* _Text passage_:
Advertising and Confidentiality Flashcards
What are the basic rules for Advertising and Other Forms of Solicitation?
Rules:
- Important: You are responsible for your own promotional efforts AND third parties that relates to you, you need to police them as well.
- Basic Rules: Tell the truth, don’t mislead. Don’t guarantee or ability to influence a regulatory agency. It would be deceptive that services will be performed for a stated fee when it is likely that it will be substantially increased.
Important: Confidential Information Rules include:
Confidential information: Proprietary information about employer or any organization that you work with.
Discreditable act- don’t disclose anything.
Members should take reasonable care to make sure clients information will not be disclosed.
Confidentiality information survives employment relationship.
What are the confidential information exceptions:
1) Initiate an ethics complaint with the AICPA, a state board of accountants
2) Protect your own professional interests in legal proceedings
3) Comply with professional standards and other ethic requirements
4) Report potential concerns to the employer’s confidential complaint hotline or those charged with governance
5) Disclosure is permitted on behalf of the employer to: obtain financing with lenders, communicate with vendors, clients, and customers, and communicate with the employer’s external accountant, attorneys, regulators, and other business professionals
Confidentiality additional concepts on clients who are competitors
Be sensitive to confidentiality when providing services to clients who are also competitors. They will be suspicious of your motives.
Confidentiality additional concepts on clients who are new client that would likely lead to disclosure of a existing client or old client
When accepting a new client that would lead to the disclosure of confidential information from a existing or previous client, don’t take a new client WITHOUT obtaining informed consent from the existing or previous client.

* _Stored data_:
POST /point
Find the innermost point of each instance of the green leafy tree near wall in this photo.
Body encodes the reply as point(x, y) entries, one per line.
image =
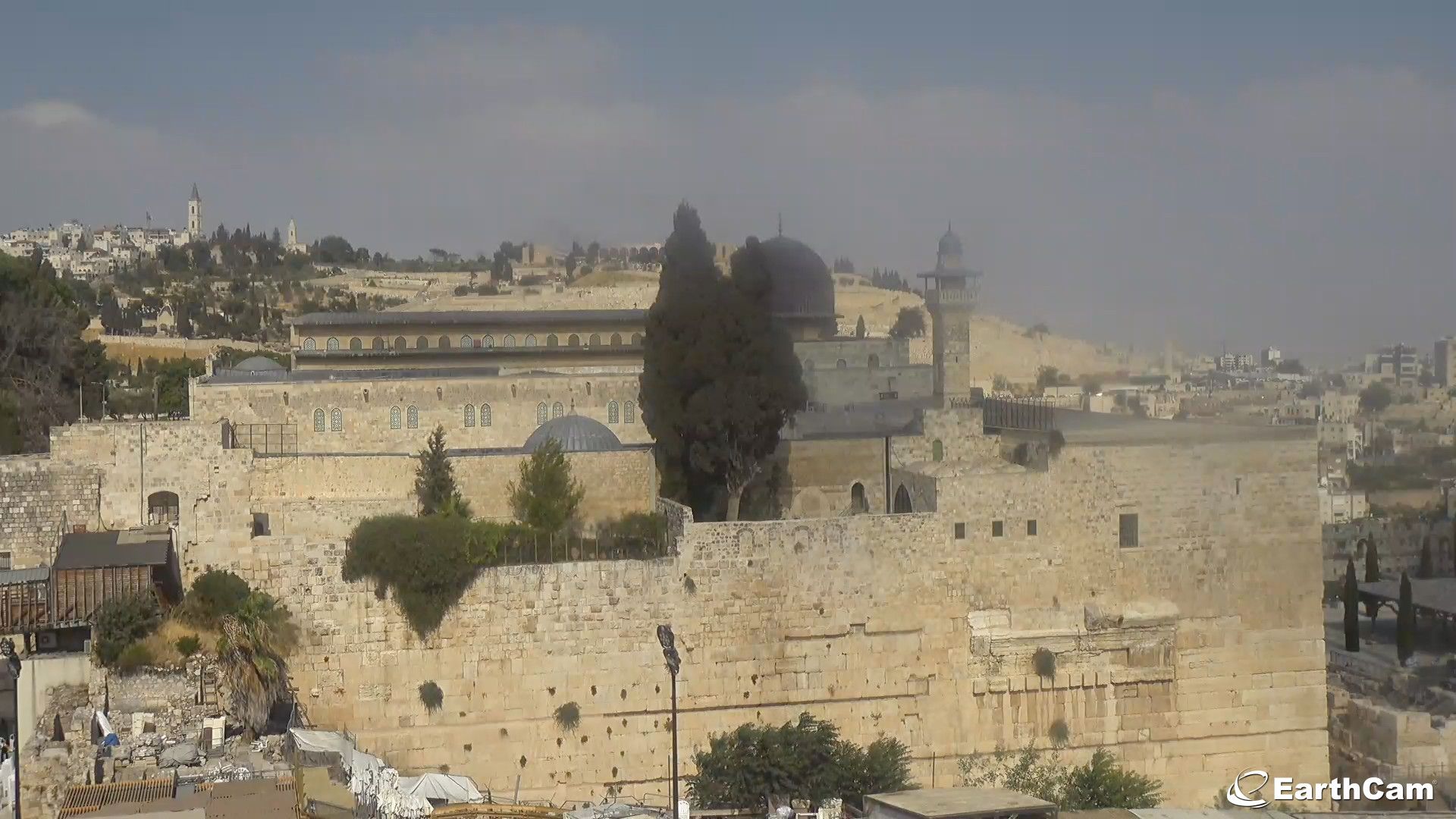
point(435, 480)
point(799, 760)
point(546, 496)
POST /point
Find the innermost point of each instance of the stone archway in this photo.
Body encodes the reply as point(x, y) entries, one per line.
point(903, 500)
point(164, 507)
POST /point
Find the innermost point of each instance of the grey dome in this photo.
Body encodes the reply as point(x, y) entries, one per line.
point(576, 433)
point(256, 365)
point(802, 286)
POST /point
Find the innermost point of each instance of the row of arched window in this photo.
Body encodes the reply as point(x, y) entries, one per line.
point(334, 422)
point(468, 341)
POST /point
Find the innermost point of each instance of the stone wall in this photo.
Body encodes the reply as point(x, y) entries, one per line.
point(366, 406)
point(1193, 656)
point(41, 500)
point(1397, 544)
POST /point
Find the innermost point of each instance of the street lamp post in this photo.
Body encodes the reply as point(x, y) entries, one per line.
point(664, 635)
point(11, 710)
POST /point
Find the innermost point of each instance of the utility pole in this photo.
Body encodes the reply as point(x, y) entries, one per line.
point(664, 635)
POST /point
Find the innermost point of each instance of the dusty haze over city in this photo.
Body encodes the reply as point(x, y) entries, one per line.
point(1125, 174)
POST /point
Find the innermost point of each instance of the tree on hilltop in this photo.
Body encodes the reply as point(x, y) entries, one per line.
point(546, 496)
point(720, 378)
point(1351, 599)
point(435, 480)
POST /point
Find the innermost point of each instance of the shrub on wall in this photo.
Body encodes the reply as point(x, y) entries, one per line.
point(123, 621)
point(425, 561)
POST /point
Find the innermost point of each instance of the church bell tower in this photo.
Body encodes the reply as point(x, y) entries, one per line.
point(194, 216)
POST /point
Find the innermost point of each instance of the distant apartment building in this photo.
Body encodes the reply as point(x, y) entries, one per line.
point(1445, 362)
point(1400, 365)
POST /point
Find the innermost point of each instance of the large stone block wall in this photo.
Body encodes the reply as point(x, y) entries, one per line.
point(366, 409)
point(39, 499)
point(1194, 656)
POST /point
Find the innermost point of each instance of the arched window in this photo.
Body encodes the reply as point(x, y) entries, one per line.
point(164, 509)
point(902, 500)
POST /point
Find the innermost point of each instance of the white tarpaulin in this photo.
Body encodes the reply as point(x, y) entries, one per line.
point(447, 787)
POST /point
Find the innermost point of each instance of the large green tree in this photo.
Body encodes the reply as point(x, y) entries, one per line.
point(546, 496)
point(42, 357)
point(755, 765)
point(720, 376)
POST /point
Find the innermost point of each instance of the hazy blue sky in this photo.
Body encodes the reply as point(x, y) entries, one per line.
point(1256, 172)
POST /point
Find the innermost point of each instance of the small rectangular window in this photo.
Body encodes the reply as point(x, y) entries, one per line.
point(1128, 531)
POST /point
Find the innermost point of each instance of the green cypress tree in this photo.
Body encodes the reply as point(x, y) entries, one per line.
point(1351, 608)
point(1405, 623)
point(435, 480)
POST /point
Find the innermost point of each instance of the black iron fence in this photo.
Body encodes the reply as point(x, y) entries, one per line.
point(264, 439)
point(1036, 414)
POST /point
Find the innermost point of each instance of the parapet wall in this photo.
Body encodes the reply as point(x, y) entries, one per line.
point(1193, 656)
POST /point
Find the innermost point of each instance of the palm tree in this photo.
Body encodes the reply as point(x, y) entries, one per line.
point(253, 649)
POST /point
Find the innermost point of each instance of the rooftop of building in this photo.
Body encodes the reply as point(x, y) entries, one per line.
point(436, 318)
point(946, 803)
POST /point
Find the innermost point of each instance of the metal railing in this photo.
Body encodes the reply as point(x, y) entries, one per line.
point(1036, 414)
point(265, 439)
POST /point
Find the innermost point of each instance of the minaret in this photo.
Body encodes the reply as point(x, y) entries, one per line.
point(194, 216)
point(949, 297)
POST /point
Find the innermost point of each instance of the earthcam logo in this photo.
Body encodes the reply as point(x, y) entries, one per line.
point(1247, 786)
point(1238, 796)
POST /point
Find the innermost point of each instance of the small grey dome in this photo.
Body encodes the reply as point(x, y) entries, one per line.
point(256, 365)
point(576, 433)
point(802, 286)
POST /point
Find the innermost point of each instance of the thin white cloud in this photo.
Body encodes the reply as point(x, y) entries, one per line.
point(1191, 216)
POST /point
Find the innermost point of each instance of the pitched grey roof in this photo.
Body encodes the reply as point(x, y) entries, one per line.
point(471, 316)
point(130, 547)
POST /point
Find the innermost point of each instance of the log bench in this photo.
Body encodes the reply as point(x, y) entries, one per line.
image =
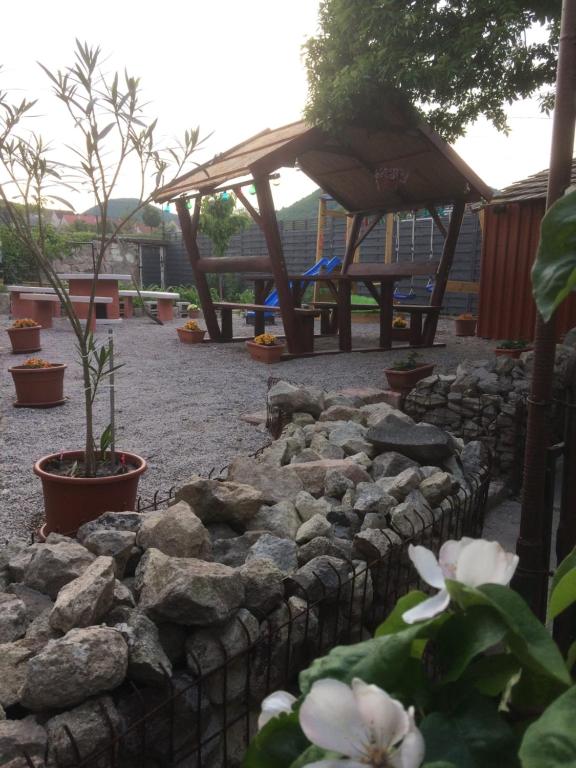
point(164, 303)
point(305, 318)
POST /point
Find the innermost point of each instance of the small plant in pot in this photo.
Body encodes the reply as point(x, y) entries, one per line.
point(115, 137)
point(38, 383)
point(512, 348)
point(265, 348)
point(405, 374)
point(465, 325)
point(191, 333)
point(24, 336)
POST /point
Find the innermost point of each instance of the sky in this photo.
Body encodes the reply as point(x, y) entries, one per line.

* _Stated task A_:
In the advertising and confidentiality flashcards, what must be obtained before taking on a new client whose engagement would lead to disclosure of an existing or previous client's confidential information?
* _Stated task B_:
Proceed with the advertising and confidentiality flashcards, starting after their final card.

* _Right answer A_:
Informed consent from the existing or previous client.

* _Right answer B_:
Example: Advisory client wants information on competitors, industry, etc. and another client comes on wanting the same information.
When you fire a client for disagreements on a position, and a new accountant of that firm approaches you for information, how do you handle this situation?
You’re NOT allowed to disclose without permission. Ask the accountant to contact the client to see if they will allow you to disclose the information.
When you have a client going through a divorce and the two spouses are giving you conflicting directions, how do you approach this situation?
Contact a lawyer to get their advice on how to proceed forward.
When you outsource to a TSP, before disclosing confidential information, you should:
1) Enter into a contract with the TSP to maintain confidentiality and provide reasonable assurance that the TSP has procedures in place
2) Obtain specific consent from the client for the disclosure.
Members involved in a peer review must keep the confidential information and not use it to their own advantage?
TRUE
Can you disclose client’s names?
YES as a general rule.
EXCEPT: Unless it discloses confidential information (bankruptcy clients)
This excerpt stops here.